## Parties de l'exercice
1. Répondez à ces questions sur le texte consacré aux patates douces :
(a) En quelle année les frères Pouliot sont-ils passés aux patates douces ?
(b) Quelle génération familiale d'agriculteurs de l'île d'Orléans représentent-ils ?
(c) D'où viennent les boutures importées chaque année ?
2. Recopiez le passage du texte consacré aux patates douces compris entre « Ceci n’est pas » et « bien des égards. », ces deux extraits inclus.

## Texte fourni
Alimentation 17 avril 2018

Ceci n’est pas une pomme de terre

Les patates douces et les pommes de terre ont beau se côtoyer dans les allées des supermarchés, elles sont différentes à bien des égards.

Parlez-en à Guy et Daniel Pouliot, qui ont fait la transition vers les patates douces en 2001 pour protéger leur production de fraises d’une maladie fongique. Leur persévérance a porté fruit puisque ces tubercules de Saint-Jean-de-l’Île-d’Orléans ont pu se tailler une place dans l’assiette des Québécois.

Si les consommateurs retrouvent dans les épiceries IGA des patates douces du Québec depuis une quinzaine d’années, c’est en grande partie grâce à la détermination des frères Guy et Daniel Pouliot, qui représentent la onzième génération familiale d’agriculteurs sur l’île d’Orléans. Au moment de prendre la relève de la Ferme Onésime Pouliot, ils se sont retrouvés devant un défi de taille : trouver une production de remplacement à celle des pommes de terre afin d’épargner leurs champs de fraises de la verticilliose, une maladie fongique qui peut se transmettre entre ces deux espèces. 

Après mûre réflexion, ils ont arrêté leur choix sur les patates douces. « Avec cette production, on peut déployer notre main-d’œuvre en juin et à la fin septembre sans nuire aux récoltes de fraises. Ça entre parfaitement dans le calendrier », explique Daniel Pouliot, copropriétaire et agronome de formation. 

Autre avantage de ces tubercules : ils font partie de la famille des convolvulacées. Ils ne sont donc pas affectés par les maladies et les ravageurs qui menacent les solanacées comme les pommes de terre. Ainsi, la Ferme Onésime Pouliot s’est lancée en 2001 dans la production de patates douces de variété Beauregard sur une surface de 0,4 ha. Les boutures – et non les tubercules – sont importées de Caroline du Nord chaque année pour être plantées en juin. Dès les premiers essais, l’exploitation s’est servie de paillis de plastique et de bâches pour emmagasiner le plus de chaleur possible le jour et protéger les boutures des vents qui fouettent l’île. Après tout, la patate douce est une plante tropicale. La ferme a aussi mené différents tests pour parfaire ses méthodes d’irrigation.

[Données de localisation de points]
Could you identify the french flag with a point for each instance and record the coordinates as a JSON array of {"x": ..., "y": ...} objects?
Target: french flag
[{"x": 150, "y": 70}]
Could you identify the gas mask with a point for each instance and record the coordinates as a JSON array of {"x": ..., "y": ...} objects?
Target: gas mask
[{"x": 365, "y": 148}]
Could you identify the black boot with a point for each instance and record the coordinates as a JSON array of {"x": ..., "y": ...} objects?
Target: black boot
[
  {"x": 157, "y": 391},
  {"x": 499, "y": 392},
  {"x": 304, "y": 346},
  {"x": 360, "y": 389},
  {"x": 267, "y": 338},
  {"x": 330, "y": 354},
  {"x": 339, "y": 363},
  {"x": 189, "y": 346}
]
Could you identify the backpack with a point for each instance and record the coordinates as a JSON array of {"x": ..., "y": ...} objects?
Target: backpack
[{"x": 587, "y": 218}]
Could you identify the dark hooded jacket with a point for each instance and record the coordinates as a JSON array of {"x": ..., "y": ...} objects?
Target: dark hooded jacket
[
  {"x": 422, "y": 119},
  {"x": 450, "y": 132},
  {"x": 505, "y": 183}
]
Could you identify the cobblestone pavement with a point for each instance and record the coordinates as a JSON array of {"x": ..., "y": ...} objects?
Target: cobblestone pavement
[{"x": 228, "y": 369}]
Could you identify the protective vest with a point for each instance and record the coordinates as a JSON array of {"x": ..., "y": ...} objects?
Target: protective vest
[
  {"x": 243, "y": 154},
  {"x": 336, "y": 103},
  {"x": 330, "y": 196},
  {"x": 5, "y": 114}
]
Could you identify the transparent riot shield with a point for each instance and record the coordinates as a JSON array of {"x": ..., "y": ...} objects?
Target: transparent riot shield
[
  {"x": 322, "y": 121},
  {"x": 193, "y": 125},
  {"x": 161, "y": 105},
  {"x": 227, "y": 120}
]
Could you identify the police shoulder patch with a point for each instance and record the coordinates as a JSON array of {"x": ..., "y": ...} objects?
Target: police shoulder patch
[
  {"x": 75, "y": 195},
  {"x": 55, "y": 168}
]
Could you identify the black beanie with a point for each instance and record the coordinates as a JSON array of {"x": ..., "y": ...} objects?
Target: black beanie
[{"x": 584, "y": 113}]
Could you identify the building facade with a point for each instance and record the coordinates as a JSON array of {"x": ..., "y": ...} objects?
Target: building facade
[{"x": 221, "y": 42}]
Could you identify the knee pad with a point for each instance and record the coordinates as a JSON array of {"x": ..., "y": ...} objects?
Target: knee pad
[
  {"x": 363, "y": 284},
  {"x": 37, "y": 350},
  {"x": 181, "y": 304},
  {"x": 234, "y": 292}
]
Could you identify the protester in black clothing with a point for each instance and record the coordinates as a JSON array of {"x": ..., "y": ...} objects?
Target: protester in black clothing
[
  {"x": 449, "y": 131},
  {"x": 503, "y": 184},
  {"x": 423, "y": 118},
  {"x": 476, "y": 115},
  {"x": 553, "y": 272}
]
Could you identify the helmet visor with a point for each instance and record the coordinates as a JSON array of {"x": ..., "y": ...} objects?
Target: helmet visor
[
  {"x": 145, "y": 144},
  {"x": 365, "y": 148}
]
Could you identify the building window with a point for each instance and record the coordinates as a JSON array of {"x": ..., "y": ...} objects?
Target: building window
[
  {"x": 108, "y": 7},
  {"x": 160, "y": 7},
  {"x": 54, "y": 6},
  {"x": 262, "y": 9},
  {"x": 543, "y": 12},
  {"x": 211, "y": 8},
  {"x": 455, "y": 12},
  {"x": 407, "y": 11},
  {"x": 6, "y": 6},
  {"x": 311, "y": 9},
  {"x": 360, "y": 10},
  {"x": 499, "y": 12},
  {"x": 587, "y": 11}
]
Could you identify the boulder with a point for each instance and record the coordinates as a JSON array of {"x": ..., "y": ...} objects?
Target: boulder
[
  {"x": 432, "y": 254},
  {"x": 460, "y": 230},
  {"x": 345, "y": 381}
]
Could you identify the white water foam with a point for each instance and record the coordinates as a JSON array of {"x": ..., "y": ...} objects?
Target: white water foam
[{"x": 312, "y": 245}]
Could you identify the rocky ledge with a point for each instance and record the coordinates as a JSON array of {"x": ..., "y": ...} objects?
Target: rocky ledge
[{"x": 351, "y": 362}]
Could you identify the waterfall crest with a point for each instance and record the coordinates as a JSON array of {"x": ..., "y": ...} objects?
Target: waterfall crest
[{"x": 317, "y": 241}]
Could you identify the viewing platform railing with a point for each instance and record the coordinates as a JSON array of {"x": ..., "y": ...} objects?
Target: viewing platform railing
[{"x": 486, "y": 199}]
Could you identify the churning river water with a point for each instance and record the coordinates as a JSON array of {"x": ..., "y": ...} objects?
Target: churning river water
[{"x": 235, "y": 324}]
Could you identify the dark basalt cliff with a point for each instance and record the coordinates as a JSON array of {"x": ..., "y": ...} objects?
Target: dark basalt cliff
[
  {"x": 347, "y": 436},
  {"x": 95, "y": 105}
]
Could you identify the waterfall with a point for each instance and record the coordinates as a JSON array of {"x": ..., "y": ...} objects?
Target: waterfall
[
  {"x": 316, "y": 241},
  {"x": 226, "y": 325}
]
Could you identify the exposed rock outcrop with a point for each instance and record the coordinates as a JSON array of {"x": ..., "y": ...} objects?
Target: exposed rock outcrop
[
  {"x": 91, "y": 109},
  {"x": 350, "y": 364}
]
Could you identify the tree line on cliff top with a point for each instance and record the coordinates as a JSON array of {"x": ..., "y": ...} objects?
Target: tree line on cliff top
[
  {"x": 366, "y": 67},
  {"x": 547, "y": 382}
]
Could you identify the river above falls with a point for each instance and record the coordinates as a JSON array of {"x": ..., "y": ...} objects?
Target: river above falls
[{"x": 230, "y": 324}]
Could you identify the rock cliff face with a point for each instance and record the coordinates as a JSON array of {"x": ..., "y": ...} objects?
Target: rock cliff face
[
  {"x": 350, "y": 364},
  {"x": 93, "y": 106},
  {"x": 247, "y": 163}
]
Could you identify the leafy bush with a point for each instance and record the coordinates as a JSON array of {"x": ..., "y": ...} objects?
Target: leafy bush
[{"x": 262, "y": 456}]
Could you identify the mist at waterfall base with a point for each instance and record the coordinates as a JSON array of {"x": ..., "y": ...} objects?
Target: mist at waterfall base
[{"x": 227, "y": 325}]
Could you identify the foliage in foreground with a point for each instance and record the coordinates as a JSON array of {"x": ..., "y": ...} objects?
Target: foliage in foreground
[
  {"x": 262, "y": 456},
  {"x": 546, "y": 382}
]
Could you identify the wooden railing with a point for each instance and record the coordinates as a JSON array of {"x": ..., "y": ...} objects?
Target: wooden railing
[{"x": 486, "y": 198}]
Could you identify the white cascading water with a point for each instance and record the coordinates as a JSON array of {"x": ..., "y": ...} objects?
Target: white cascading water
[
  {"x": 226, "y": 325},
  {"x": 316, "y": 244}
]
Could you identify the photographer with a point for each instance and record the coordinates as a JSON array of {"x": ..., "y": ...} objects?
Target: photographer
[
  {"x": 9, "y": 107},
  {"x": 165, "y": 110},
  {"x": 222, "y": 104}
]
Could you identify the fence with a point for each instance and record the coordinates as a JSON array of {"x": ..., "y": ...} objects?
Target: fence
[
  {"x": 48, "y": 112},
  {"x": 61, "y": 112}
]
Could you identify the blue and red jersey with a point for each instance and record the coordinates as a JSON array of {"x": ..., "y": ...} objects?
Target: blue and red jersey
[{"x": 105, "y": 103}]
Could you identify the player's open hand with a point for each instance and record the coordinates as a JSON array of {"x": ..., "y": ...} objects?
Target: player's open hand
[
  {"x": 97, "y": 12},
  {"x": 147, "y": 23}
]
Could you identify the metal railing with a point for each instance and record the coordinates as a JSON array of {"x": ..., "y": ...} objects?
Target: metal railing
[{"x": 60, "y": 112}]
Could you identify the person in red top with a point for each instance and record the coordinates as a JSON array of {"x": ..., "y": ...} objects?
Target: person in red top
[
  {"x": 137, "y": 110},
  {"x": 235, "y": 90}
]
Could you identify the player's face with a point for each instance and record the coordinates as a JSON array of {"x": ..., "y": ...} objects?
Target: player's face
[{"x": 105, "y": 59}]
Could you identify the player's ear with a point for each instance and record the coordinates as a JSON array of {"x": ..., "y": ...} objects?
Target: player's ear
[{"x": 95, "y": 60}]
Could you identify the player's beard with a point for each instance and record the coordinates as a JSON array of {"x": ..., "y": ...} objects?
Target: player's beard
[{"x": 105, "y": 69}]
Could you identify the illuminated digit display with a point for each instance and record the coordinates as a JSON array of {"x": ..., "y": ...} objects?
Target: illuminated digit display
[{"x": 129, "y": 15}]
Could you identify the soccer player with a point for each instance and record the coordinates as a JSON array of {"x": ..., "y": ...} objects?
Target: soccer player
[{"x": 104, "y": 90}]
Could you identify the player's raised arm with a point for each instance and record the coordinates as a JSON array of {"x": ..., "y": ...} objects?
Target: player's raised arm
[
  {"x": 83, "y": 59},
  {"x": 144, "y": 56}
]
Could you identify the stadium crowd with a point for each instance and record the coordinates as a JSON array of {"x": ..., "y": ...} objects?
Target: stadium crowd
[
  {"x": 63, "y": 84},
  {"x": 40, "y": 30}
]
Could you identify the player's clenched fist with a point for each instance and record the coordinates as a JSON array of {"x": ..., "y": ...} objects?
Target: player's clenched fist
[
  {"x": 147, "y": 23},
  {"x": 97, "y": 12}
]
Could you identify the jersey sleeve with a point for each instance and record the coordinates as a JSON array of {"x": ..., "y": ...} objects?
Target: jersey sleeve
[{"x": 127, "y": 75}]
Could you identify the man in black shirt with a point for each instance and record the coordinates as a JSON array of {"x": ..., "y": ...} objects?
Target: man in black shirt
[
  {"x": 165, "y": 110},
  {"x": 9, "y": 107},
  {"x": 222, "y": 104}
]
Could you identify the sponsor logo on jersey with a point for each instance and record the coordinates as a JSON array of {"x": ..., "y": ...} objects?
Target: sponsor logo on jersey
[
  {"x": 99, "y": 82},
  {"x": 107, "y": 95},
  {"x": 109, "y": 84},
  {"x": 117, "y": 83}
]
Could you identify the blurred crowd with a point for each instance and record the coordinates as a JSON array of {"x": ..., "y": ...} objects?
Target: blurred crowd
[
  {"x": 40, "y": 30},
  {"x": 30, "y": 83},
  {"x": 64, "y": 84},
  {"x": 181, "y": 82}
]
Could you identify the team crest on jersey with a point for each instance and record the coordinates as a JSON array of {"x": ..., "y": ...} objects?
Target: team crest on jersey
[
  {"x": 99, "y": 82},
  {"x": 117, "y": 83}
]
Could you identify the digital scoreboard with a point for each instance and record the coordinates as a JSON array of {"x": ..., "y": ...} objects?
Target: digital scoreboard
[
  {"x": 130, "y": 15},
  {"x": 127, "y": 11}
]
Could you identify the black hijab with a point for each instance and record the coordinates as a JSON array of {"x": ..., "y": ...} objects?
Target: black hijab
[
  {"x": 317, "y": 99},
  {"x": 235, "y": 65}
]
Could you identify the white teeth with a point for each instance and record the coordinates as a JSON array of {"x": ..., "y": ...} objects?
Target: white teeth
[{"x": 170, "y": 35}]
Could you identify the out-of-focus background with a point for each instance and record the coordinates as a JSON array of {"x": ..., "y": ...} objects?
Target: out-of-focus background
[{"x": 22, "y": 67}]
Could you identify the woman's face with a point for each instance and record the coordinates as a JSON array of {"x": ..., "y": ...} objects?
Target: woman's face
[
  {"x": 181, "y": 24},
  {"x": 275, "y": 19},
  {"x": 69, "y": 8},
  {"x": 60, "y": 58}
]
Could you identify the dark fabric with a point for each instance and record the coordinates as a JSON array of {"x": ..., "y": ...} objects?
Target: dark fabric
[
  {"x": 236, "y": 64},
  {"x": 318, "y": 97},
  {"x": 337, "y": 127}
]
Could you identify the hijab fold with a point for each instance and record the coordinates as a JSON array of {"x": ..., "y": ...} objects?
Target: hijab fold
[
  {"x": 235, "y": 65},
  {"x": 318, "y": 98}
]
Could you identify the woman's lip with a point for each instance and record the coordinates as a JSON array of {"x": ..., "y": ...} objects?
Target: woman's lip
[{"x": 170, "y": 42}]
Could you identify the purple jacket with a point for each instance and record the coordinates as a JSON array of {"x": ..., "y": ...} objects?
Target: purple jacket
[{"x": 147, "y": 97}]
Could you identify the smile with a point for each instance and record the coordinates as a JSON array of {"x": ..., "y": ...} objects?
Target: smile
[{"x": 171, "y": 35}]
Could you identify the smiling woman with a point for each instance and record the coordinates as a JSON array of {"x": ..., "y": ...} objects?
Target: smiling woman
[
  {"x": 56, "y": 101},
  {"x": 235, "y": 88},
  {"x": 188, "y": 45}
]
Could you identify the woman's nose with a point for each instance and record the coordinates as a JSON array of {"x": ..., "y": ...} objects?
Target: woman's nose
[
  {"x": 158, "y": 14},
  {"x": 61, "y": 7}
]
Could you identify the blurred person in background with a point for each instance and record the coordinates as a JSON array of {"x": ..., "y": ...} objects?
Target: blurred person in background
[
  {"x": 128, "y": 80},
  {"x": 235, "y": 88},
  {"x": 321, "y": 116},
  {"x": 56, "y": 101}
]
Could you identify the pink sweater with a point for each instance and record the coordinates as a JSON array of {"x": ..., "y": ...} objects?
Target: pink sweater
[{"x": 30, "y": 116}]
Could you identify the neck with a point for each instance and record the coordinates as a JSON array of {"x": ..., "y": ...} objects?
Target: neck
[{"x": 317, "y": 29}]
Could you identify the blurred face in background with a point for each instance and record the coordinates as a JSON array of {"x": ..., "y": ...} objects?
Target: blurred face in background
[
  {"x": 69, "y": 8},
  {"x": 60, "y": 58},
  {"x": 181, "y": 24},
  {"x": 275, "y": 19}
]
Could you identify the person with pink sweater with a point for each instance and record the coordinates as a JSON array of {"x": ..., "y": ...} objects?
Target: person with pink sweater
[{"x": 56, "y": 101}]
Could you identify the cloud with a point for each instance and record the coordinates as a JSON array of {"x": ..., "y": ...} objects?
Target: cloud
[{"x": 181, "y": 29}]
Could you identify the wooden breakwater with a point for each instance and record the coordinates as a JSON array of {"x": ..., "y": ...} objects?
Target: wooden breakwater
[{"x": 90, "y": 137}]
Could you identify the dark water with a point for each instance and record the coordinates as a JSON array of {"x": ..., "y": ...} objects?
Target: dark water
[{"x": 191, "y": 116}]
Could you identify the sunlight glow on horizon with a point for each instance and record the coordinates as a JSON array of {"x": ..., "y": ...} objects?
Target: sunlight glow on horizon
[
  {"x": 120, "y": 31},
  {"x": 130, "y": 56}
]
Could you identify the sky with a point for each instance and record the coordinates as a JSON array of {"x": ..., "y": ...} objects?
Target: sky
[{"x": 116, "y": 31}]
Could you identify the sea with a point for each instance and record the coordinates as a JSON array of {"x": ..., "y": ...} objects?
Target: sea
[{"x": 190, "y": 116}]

## Réponses par consigne
1.
(a) En 2001.
(b) La onzième génération.
(c) De Caroline du Nord.

2.
Ceci n’est pas une pomme de terre

Les patates douces et les pommes de terre ont beau se côtoyer dans les allées des supermarchés, elles sont différentes à bien des égards.